- _Directions for this task_
Report each line of the data that includes the word "indicate".

- _Recorded data_
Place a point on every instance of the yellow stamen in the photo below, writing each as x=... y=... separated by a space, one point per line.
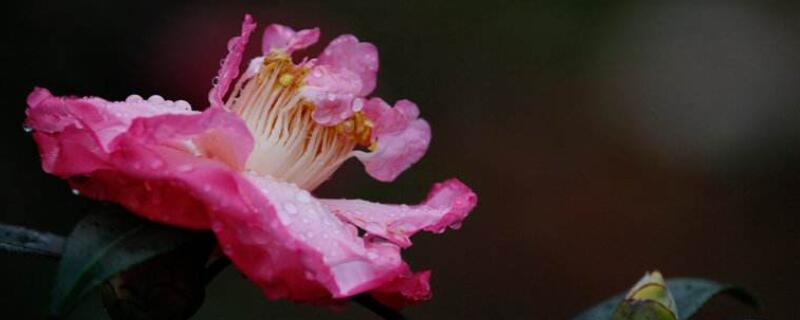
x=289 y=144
--
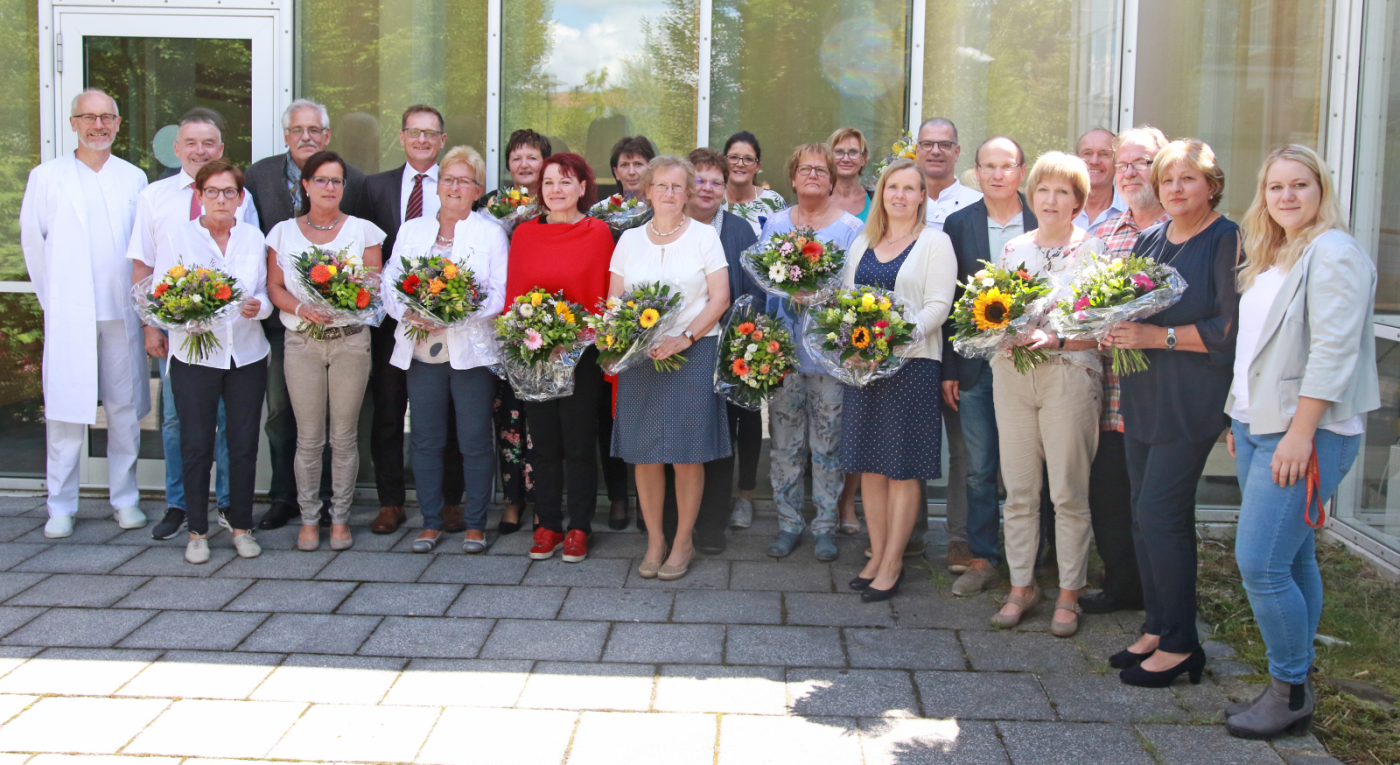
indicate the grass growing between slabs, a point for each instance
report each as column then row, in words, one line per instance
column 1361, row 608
==
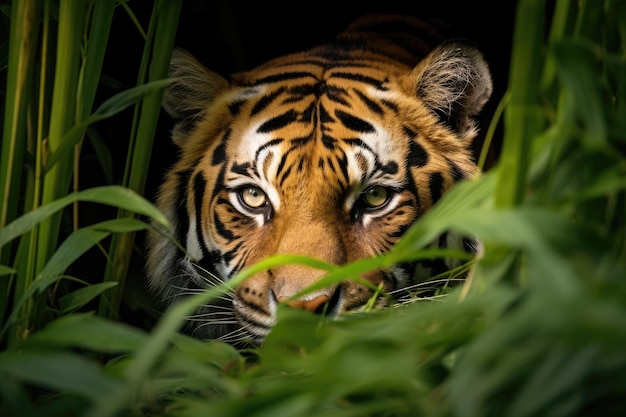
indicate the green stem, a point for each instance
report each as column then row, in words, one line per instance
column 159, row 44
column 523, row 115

- _Result of this exercise_
indicate the grass growing between slabs, a point for each instance
indicate the green stem, a point for each instance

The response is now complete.